#### LISTING ####

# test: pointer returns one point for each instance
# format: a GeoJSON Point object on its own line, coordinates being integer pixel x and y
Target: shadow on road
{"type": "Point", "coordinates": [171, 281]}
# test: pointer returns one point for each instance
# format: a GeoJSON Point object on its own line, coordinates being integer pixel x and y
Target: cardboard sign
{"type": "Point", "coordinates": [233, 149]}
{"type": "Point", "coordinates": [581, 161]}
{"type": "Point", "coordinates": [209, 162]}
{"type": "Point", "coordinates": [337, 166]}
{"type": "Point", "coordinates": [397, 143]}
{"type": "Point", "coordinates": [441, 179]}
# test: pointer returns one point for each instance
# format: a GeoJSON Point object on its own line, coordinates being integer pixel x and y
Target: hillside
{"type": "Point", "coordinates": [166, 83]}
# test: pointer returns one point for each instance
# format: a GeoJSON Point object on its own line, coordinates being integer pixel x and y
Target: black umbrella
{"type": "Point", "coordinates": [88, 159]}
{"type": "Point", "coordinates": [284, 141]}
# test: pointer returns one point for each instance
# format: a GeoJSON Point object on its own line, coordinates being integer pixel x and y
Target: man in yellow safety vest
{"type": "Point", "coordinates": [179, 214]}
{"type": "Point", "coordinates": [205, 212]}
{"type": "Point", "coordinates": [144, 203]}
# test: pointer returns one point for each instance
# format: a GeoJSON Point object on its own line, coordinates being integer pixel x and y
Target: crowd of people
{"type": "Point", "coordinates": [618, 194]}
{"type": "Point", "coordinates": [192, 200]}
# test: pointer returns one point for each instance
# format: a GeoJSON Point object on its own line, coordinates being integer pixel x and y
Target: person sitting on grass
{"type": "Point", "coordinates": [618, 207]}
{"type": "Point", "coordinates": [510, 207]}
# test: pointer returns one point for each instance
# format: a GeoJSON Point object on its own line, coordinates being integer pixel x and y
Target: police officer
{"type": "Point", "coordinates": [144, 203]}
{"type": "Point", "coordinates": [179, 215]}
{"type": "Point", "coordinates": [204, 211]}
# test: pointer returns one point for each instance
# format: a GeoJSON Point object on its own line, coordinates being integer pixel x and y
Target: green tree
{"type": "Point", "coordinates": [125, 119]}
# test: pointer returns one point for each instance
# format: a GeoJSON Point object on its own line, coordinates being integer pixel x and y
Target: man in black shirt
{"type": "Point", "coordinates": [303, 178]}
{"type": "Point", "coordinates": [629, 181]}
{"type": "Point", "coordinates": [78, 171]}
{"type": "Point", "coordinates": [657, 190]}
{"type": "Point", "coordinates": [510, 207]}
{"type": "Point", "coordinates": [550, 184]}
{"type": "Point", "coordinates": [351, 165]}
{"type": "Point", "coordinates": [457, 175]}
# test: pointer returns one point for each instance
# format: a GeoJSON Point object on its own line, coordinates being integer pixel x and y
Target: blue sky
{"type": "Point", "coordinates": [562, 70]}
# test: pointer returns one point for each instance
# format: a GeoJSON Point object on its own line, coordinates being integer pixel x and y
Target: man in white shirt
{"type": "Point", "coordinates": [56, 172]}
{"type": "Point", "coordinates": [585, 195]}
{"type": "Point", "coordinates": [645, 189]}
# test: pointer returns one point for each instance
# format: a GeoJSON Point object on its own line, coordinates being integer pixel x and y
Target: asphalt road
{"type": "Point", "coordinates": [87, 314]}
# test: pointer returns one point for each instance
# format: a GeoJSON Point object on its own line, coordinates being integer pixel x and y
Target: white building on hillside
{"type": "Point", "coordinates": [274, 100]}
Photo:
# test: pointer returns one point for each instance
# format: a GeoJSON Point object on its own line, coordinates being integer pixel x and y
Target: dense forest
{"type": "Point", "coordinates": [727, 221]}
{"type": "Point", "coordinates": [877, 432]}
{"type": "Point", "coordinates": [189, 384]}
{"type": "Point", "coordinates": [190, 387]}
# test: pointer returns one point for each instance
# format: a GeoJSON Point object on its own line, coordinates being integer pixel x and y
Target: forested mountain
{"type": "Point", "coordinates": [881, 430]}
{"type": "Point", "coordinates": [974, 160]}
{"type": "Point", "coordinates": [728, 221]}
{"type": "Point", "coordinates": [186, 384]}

####

▶ [THE TASK]
Copy down the material exactly as written.

▶ [ANSWER FOR THE TASK]
# test: pointer returns one point for each instance
# format: a GeoJSON Point object on its own line, coordinates being integer pixel x and y
Target: shadow on road
{"type": "Point", "coordinates": [171, 281]}
# test: pointer returns one point for each instance
# format: a GeoJSON Point object on its own line, coordinates being integer pixel x and y
Target: cardboard sign
{"type": "Point", "coordinates": [233, 149]}
{"type": "Point", "coordinates": [581, 161]}
{"type": "Point", "coordinates": [209, 162]}
{"type": "Point", "coordinates": [337, 166]}
{"type": "Point", "coordinates": [397, 143]}
{"type": "Point", "coordinates": [441, 179]}
# test: pointer returns one point for each instance
# format: a GeoJSON Point object on its own line, coordinates being integer pixel x and y
Target: hillside
{"type": "Point", "coordinates": [166, 83]}
# test: pointer returns one point for each instance
# format: a GeoJSON Point object on its own line, coordinates being integer pixel x and y
Target: black umbrella
{"type": "Point", "coordinates": [88, 159]}
{"type": "Point", "coordinates": [284, 141]}
# test: pointer returns one point for each instance
# format: a GeoJSON Point object on its own line, coordinates being integer pixel x and y
Target: man in yellow safety vest
{"type": "Point", "coordinates": [179, 214]}
{"type": "Point", "coordinates": [205, 212]}
{"type": "Point", "coordinates": [144, 203]}
# test: pointer returns one point for each instance
# format: a GeoJSON Point object on its own line, coordinates being integer pixel x and y
Target: crowd of people
{"type": "Point", "coordinates": [618, 194]}
{"type": "Point", "coordinates": [192, 200]}
# test: pointer returns one point for each instance
# format: a GeoJSON Point object on its own line, coordinates being integer pixel x and y
Target: person sitting on grass
{"type": "Point", "coordinates": [618, 207]}
{"type": "Point", "coordinates": [510, 207]}
# test: pointer returns one point for each instance
# format: a GeoJSON Point object on its own line, coordinates being integer pixel x and y
Target: police officer
{"type": "Point", "coordinates": [144, 203]}
{"type": "Point", "coordinates": [179, 215]}
{"type": "Point", "coordinates": [204, 211]}
# test: pointer returns one point for each instance
# format: a GeoJSON Point object on its own line, coordinates being integer pixel x and y
Target: green tree
{"type": "Point", "coordinates": [125, 119]}
# test: pointer returns one point for each instance
# format: a GeoJSON Point object on its own line, coordinates being integer pixel x and y
Target: man in black shirt
{"type": "Point", "coordinates": [303, 178]}
{"type": "Point", "coordinates": [629, 181]}
{"type": "Point", "coordinates": [78, 171]}
{"type": "Point", "coordinates": [657, 190]}
{"type": "Point", "coordinates": [510, 207]}
{"type": "Point", "coordinates": [550, 184]}
{"type": "Point", "coordinates": [351, 165]}
{"type": "Point", "coordinates": [457, 175]}
# test: pointer returns one point for each instance
# format: a GeoJSON Point object on its own line, coordinates being integer pixel x and y
Target: blue sky
{"type": "Point", "coordinates": [562, 70]}
# test: pointer returns one point for each instance
# format: a GeoJSON Point object on its own line, coordinates being integer pixel x and y
Target: man in white shirt
{"type": "Point", "coordinates": [56, 172]}
{"type": "Point", "coordinates": [585, 195]}
{"type": "Point", "coordinates": [645, 189]}
# test: pointer returns one point for each instance
# format: a GeoJSON Point object on its own line, coordinates being integer pixel x and y
Target: asphalt road
{"type": "Point", "coordinates": [87, 314]}
# test: pointer returns one point for each instance
# format: a GeoJSON Point object on its own line, coordinates being integer pixel x and y
Target: white building on hillside
{"type": "Point", "coordinates": [274, 100]}
Photo:
# test: pointer returns one point for each instance
# format: a GeoJSON Point object on its own line, coordinates being integer pixel x and y
Target: dense forest
{"type": "Point", "coordinates": [727, 221]}
{"type": "Point", "coordinates": [877, 432]}
{"type": "Point", "coordinates": [189, 384]}
{"type": "Point", "coordinates": [190, 387]}
# test: pointer returns one point for each instance
# format: a GeoJSON Point object on its own line, coordinates being integer pixel x and y
Target: forested mountain
{"type": "Point", "coordinates": [881, 430]}
{"type": "Point", "coordinates": [974, 160]}
{"type": "Point", "coordinates": [728, 221]}
{"type": "Point", "coordinates": [186, 384]}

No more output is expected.